▶ SOURCE EXTRACT
== Segment start ==

Discussions got heated when the public challenged Minister of Employment and Labour Thulas Nxesi as to why there was not a “fair amount of coloured” people working in the Western Cape.
Mr Nxesi spoke at the Mitchell’s Plain Sport and Recreation Indoor Centre in Portland on Friday October 13 during an employment equity engagement session and service delivery campaign, hosted by his department.
During his opening remarks, he said that community members were the most important audience to this debate.
“Our people are facing poverty. Our people are facing inequality. Our people are facing hunger. The question is how do we fight these scourges,” he asked.
“Hunger, disease, inequality, knows no ANC, knows no DA, knows no EFF. The ordinary person wants people who are going to resolve their problems,” he said.
The department has been on a national tour to speak to communities to address their concerns of employment equity.
“Issues of employment equity has been distorted deliberately, saying that its Africans versus Coloureds and Indians, making the poor fight amongst themselves or hate each other,“ he said.

== Segment end ==

▶ BRIEF 1
In the article, restate the paragraph beginning "Mr Nxesi spoke at the Mitchell's Plain" as a short list of its main facts.
▶ BRIEF 2
Print the article word for word, everything from "Mr Nxesi spoke" down to "to this debate.".

Region pointing data:
== Segment start ==

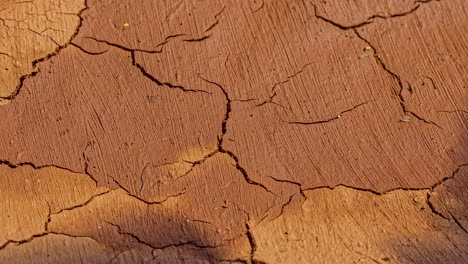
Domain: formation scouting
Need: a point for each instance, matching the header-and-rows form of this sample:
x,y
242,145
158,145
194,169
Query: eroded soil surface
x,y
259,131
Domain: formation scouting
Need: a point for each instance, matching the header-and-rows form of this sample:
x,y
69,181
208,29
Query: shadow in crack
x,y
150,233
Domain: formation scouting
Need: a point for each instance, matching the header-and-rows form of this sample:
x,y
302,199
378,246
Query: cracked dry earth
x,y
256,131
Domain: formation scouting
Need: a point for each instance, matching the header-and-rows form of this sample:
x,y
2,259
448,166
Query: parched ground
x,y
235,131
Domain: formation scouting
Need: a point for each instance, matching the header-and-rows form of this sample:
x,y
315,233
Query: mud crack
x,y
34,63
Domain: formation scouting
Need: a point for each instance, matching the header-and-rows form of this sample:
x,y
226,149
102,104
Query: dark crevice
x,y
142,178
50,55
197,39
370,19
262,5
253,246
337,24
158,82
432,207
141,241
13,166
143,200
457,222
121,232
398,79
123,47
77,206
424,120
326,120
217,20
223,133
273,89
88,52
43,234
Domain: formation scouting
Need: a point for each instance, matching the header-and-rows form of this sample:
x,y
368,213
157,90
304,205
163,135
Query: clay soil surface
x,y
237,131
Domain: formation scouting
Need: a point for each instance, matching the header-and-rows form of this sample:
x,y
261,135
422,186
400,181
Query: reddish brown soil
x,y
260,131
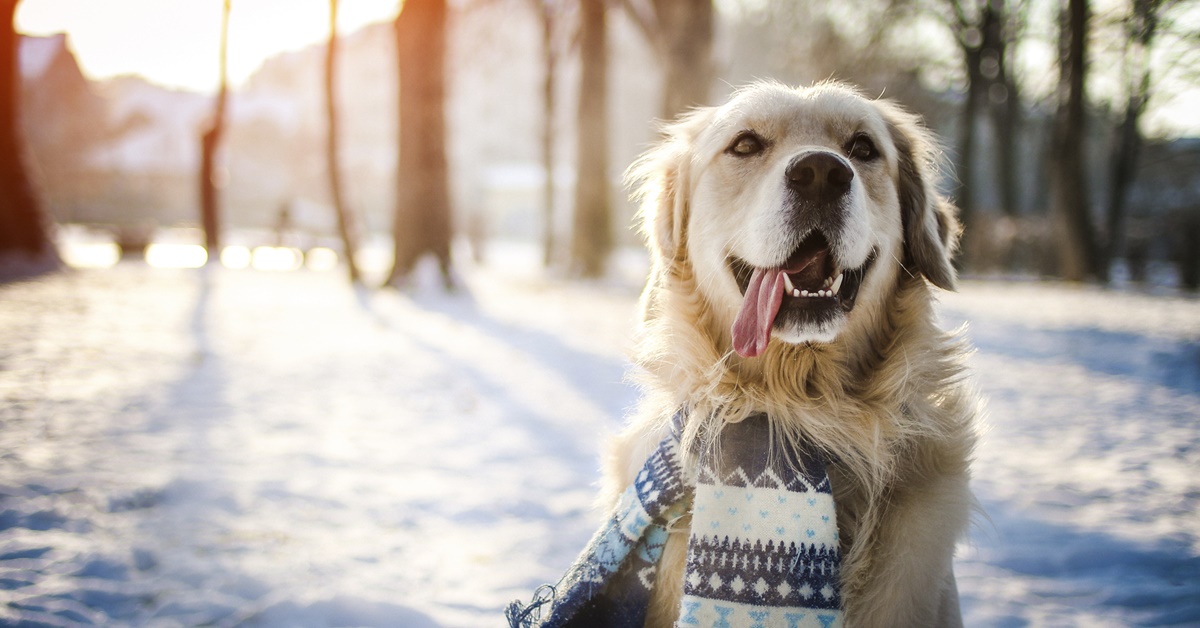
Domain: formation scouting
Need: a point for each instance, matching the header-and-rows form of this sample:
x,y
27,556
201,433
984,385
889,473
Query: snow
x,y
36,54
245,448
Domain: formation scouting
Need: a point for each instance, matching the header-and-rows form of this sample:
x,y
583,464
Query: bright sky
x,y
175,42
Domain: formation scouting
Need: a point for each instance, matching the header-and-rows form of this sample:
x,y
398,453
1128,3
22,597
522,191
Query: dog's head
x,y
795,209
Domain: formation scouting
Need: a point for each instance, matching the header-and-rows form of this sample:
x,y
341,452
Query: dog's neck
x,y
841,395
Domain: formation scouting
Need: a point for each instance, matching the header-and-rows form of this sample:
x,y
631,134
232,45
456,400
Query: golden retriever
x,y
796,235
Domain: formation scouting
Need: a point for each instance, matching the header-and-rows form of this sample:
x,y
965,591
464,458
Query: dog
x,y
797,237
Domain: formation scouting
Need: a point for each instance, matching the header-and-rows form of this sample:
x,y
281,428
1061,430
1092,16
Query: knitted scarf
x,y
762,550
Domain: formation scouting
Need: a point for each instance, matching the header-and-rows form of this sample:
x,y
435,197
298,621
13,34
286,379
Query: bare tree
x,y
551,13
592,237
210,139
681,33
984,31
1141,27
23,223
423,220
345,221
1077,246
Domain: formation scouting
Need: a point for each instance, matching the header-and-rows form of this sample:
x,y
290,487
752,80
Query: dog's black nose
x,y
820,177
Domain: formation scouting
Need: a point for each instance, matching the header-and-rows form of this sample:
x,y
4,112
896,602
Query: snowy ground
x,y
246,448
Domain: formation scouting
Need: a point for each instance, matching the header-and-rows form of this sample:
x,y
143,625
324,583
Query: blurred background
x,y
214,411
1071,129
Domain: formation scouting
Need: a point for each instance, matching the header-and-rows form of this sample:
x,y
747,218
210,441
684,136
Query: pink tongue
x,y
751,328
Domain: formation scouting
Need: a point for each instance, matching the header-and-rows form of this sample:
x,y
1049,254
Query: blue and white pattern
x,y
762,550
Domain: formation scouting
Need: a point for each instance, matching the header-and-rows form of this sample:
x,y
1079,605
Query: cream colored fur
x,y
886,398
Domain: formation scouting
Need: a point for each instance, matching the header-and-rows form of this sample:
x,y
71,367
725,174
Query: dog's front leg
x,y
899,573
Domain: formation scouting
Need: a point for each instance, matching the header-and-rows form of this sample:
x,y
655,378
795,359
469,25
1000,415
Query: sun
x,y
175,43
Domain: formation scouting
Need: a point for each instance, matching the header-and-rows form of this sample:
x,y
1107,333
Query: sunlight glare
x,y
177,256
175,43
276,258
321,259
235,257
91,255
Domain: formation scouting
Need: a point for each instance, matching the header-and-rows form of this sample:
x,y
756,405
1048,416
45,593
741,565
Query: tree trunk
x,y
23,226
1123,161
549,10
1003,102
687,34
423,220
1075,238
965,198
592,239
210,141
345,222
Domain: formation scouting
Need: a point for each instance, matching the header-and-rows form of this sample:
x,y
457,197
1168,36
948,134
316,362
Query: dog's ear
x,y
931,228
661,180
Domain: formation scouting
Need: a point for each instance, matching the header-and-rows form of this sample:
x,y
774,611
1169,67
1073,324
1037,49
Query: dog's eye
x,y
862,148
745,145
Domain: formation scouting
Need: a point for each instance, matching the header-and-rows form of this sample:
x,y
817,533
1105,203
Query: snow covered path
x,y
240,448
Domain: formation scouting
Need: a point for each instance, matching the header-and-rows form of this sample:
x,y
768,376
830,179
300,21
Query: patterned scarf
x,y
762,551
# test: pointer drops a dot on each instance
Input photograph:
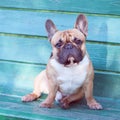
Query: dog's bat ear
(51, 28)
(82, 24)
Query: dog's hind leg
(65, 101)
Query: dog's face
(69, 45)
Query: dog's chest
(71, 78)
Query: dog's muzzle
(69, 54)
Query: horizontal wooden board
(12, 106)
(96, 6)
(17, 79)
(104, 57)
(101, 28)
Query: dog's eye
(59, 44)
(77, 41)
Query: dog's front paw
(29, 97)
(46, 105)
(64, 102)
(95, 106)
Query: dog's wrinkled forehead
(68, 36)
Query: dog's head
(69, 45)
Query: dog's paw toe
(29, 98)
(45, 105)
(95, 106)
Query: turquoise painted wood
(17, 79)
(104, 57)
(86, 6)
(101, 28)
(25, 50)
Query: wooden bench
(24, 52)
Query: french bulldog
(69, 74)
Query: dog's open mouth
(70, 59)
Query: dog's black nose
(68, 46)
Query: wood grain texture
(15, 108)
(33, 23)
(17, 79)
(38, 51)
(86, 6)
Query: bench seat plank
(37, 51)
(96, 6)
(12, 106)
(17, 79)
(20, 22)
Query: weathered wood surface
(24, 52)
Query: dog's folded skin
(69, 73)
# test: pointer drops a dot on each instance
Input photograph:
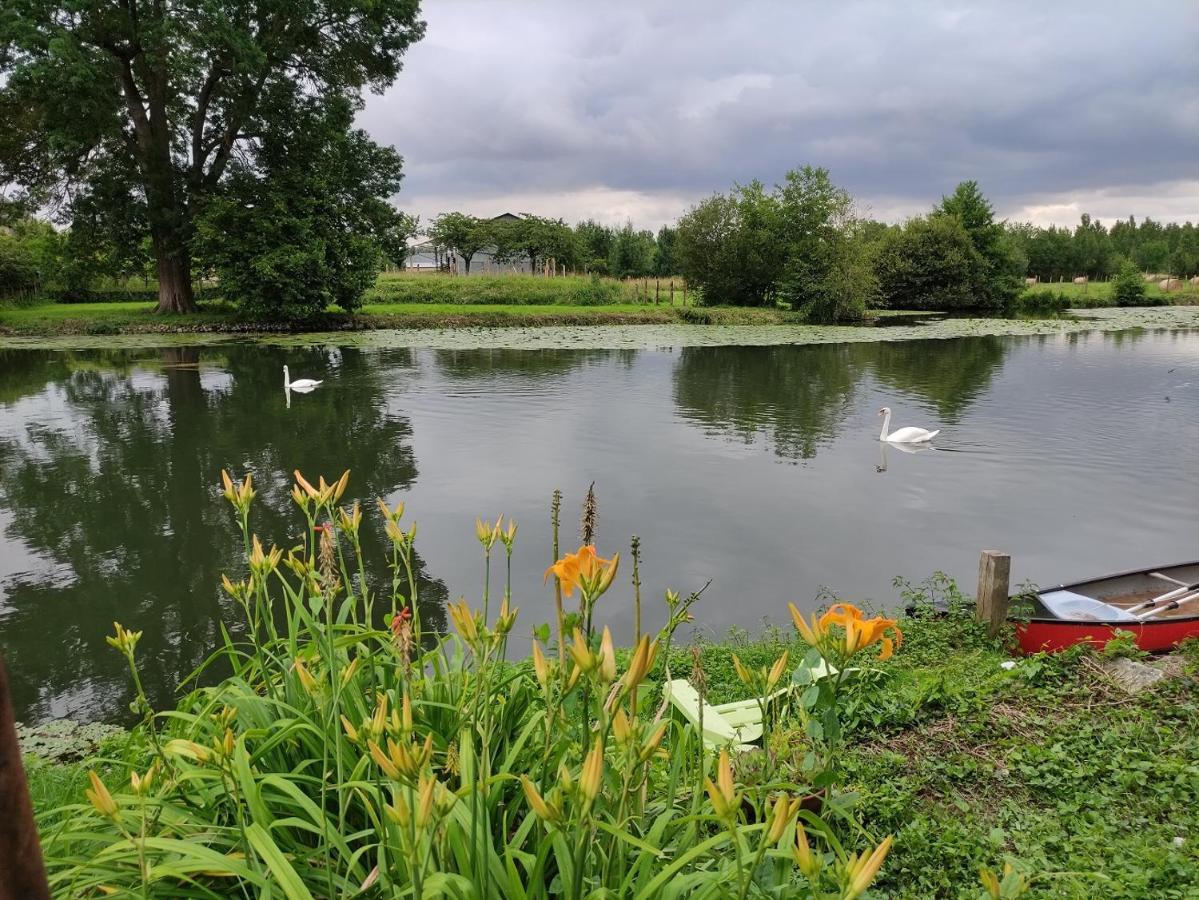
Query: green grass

== Segment end ==

▶ FINAL ANSWER 1
- Speaker: Mr Nxesi
- Place: Mitchell's Plain Sport and Recreation Indoor Centre, Portland
- Date: Friday October 13
- Event: an employment equity engagement session and service delivery campaign
- Host: his department

▶ FINAL ANSWER 2
Mr Nxesi spoke at the Mitchell’s Plain Sport and Recreation Indoor Centre in Portland on Friday October 13 during an employment equity engagement session and service delivery campaign, hosted by his department.
During his opening remarks, he said that community members were the most important audience to this debate.